→ **Your instructions**
Every record below, from first to last: print it exactly as shown.

----------

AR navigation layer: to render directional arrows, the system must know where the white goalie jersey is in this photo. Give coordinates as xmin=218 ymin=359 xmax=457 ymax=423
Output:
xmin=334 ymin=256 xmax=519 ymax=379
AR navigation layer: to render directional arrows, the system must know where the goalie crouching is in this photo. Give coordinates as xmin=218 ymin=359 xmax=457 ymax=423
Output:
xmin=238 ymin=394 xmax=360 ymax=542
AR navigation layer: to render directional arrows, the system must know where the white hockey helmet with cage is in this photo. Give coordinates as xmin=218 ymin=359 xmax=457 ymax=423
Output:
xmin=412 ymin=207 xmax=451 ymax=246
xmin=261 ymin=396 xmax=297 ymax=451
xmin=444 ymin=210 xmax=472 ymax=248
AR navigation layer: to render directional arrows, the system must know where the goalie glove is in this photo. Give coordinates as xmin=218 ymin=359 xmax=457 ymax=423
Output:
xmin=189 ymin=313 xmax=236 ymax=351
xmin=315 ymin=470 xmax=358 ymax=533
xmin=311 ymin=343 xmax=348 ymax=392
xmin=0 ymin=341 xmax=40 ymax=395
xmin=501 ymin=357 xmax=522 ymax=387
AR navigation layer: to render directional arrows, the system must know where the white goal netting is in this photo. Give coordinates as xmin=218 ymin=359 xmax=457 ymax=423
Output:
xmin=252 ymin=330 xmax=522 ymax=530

----------

→ **Response to the task**
AR navigation layer: to render directional arrows, the system must know where the white goalie jersey is in this photo. Give coordinates as xmin=218 ymin=359 xmax=457 ymax=423
Output:
xmin=334 ymin=256 xmax=519 ymax=379
AR navigation layer: to render directional arrows, the system must know where the goalie crouching is in this photo. Give coordinates as xmin=218 ymin=359 xmax=457 ymax=423
Output:
xmin=238 ymin=394 xmax=360 ymax=542
AR navigation layer: to render directional arrows, the system must know where the white hockey helmet with cage is in this photo. Give coordinates as xmin=218 ymin=359 xmax=457 ymax=423
Output:
xmin=412 ymin=207 xmax=451 ymax=246
xmin=261 ymin=396 xmax=297 ymax=451
xmin=444 ymin=210 xmax=472 ymax=248
AR navigation layer: to render directional arrows, the system must know where the goalie glove is in this photo. Give coordinates as xmin=218 ymin=359 xmax=457 ymax=423
Output:
xmin=189 ymin=313 xmax=236 ymax=351
xmin=315 ymin=470 xmax=358 ymax=533
xmin=311 ymin=343 xmax=348 ymax=392
xmin=0 ymin=341 xmax=40 ymax=395
xmin=501 ymin=357 xmax=522 ymax=387
AR navigation layer: to render directional arrows, the system must know where the white goal netting is in this photo. Give coordinates as xmin=218 ymin=359 xmax=457 ymax=423
Output:
xmin=252 ymin=330 xmax=522 ymax=530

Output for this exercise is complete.